• _TEXT FOR ANALYSIS_:
^^^^^^^^^^^^^^^^
Psoriasis is a skin condition in which the skin produces new cells at a faster rate than normal. Cell production is so fast in fact, that the skin can’t slough off the cells quickly enough. As a result, psoriasis causes patches of dry, irritated, flaky skin.
While the condition is not dangerous, it can be uncomfortable. In addition, some sufferers are self-conscious about their appearance during an outbreak. Researchers continue to study psoriasis and its causes, and have generally concluded that it appears to be genetic in origin.
There are several ways of treating psoriasis, which include topical and oral medication as well as avoiding various medications, foods, and behaviors that can trigger a flare-up. For many people with the condition, being aware of these triggers is an important part of managing their condition.
Top Five Triggers:
- Stress: Stress can be a significant trigger of psoriasis outbreaks. While avoiding stress entirely is impossible, people with the condition can learn to identify stress and manage it effectively. Some strategies for managing stress include mindfulness meditation, cognitive behavioral therapy, biofeedback, yoga and exercise.
- Skin damage and injury: Trauma to the skin, such as scrapes, insect bites, or a sunburn can result in what is known as the “Koebner Phenomenon,” triggering a flare.
- Infections: Some infections, including strep throat and HIV, can trigger psoriasis flares.
- Weather changes: Some people with the conditions are prone to outbreaks during the winter season when low temperatures and dry air conspire to irritate the skin.
- Medications: Some commonly used prescription drugs, such as Indomethacin, Lithium, and Quinacrine, can either trigger flare-ups or aggravate psoriasis symptoms.
Other Possible Triggers
Some individuals with psoriasis have noticed a possible connection between certain lifestyle habits, such as drinking alcohol or smoking, and outbreaks. However, doctors and scientists have not yet proved a link between these behaviors and psoriasis. In addition, some individuals also believe that food allergies might contribute to outbreaks.
It’s important to remember that this list is not of psoriasis causes, but of outbreak triggers. What may trigger an outbreak in one individual may be different in another person. In addition, triggers may change over time. Those who have the condition may want to work with their healthcare provider on tracking flare-ups and identifying possible causes as a way of preventing or minimizing symptoms.
^^^^^^^^^^^^^^^^
• _STORED DATA_:
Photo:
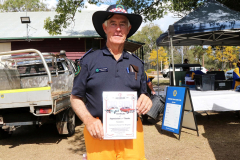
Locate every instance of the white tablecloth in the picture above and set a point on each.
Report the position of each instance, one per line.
(223, 100)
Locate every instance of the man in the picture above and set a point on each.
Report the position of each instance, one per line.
(236, 76)
(106, 70)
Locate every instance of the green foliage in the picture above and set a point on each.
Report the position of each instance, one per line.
(23, 5)
(66, 10)
(150, 70)
(148, 35)
(226, 56)
(154, 9)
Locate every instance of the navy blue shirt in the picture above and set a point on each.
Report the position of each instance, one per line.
(101, 72)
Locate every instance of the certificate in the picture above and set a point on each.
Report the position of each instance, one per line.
(119, 115)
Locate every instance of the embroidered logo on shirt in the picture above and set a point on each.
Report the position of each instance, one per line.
(78, 70)
(98, 70)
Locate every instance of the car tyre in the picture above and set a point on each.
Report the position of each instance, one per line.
(71, 122)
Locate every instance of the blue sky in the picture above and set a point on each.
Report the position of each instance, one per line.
(163, 23)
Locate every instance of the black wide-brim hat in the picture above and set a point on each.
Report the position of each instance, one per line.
(100, 17)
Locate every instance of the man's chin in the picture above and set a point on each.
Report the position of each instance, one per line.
(118, 41)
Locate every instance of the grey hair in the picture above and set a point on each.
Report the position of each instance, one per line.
(105, 23)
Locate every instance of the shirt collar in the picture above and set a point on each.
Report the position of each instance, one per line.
(108, 53)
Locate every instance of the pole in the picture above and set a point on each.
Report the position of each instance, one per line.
(174, 82)
(157, 71)
(27, 31)
(182, 54)
(222, 58)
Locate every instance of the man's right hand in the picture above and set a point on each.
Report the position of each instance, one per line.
(94, 127)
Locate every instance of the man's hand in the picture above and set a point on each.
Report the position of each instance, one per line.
(94, 127)
(144, 104)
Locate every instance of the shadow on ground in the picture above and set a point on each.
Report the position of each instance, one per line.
(222, 130)
(46, 134)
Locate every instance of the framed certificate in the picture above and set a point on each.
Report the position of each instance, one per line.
(119, 115)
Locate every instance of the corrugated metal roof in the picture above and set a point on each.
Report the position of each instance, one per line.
(12, 28)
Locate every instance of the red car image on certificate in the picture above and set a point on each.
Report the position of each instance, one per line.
(119, 115)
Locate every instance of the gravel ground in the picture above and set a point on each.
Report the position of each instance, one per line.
(218, 139)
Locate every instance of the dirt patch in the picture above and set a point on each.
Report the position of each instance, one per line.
(218, 139)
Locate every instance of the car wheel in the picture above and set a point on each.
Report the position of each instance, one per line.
(71, 122)
(4, 134)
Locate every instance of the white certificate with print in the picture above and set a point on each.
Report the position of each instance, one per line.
(119, 115)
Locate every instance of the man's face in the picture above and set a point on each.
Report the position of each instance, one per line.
(117, 29)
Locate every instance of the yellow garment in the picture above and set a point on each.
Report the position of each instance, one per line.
(146, 75)
(132, 149)
(237, 83)
(192, 75)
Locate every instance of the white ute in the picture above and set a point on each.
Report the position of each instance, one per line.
(35, 88)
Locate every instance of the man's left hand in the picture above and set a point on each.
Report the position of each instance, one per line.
(144, 104)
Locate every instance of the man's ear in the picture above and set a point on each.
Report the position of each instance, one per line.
(104, 27)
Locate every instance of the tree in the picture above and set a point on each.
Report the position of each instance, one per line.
(150, 10)
(148, 35)
(66, 10)
(224, 55)
(23, 5)
(162, 57)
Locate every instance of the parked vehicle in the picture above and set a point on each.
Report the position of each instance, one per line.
(127, 109)
(165, 72)
(203, 69)
(229, 74)
(36, 88)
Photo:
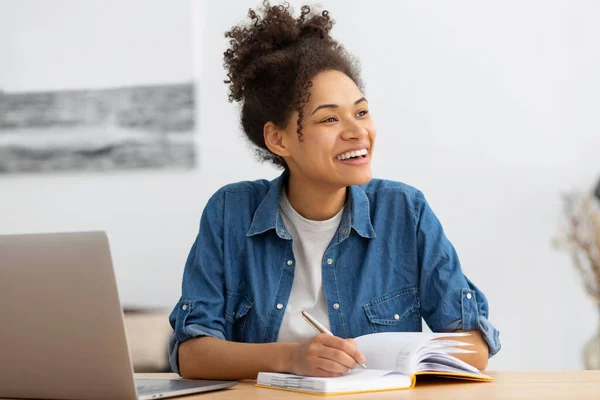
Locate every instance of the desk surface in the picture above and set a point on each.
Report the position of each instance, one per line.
(577, 385)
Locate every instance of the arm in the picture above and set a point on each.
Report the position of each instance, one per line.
(449, 301)
(212, 358)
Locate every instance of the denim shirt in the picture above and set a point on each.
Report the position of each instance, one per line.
(388, 266)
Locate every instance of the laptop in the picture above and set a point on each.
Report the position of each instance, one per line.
(62, 334)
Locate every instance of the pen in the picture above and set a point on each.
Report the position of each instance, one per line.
(319, 327)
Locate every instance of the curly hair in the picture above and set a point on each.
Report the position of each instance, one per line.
(271, 62)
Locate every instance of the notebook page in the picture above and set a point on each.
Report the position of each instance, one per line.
(357, 380)
(396, 350)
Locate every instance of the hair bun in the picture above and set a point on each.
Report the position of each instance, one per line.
(262, 41)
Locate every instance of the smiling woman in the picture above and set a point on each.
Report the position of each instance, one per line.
(361, 255)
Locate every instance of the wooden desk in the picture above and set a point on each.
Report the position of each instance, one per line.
(577, 385)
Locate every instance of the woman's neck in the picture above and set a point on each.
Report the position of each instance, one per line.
(314, 202)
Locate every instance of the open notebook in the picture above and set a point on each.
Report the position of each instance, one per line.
(394, 359)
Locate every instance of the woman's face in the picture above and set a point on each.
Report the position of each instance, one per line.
(338, 134)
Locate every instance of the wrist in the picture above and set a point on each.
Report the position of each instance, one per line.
(284, 360)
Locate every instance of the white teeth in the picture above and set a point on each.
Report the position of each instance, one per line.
(351, 154)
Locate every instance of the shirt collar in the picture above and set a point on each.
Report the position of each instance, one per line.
(356, 213)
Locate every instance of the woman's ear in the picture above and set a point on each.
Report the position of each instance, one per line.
(275, 139)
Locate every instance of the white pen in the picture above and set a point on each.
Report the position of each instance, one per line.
(319, 327)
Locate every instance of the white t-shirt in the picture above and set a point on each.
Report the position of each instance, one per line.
(310, 240)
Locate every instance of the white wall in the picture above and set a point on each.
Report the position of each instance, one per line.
(489, 108)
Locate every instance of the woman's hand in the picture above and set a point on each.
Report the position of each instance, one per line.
(325, 355)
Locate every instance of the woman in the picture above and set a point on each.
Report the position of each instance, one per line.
(361, 255)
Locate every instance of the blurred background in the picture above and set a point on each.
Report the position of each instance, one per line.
(114, 116)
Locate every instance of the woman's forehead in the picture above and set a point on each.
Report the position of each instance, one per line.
(333, 87)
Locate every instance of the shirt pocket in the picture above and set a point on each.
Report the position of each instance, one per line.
(395, 312)
(237, 308)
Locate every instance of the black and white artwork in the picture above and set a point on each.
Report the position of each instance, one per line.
(103, 85)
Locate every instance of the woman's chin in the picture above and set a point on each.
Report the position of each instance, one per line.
(359, 178)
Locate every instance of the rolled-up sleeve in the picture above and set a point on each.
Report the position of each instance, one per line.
(449, 300)
(200, 310)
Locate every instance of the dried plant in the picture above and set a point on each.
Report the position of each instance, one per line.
(580, 236)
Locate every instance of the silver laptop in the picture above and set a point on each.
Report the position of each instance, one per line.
(61, 324)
^^^^^^^^^^^^^^^^
• _EXERCISE REQUIREMENTS_:
Answer these questions from the psoriasis text:
1. What origin have researchers generally concluded psoriasis appears to have?
2. What is the name for a flare triggered by trauma to the skin?
3. Which two infections are named as able to trigger flares?
The listing comes from a source unrelated to the psoriasis text.

• _RESPONSE AREA_:
1. It appears to be genetic in origin.
2. The "Koebner Phenomenon."
3. Strep throat and HIV.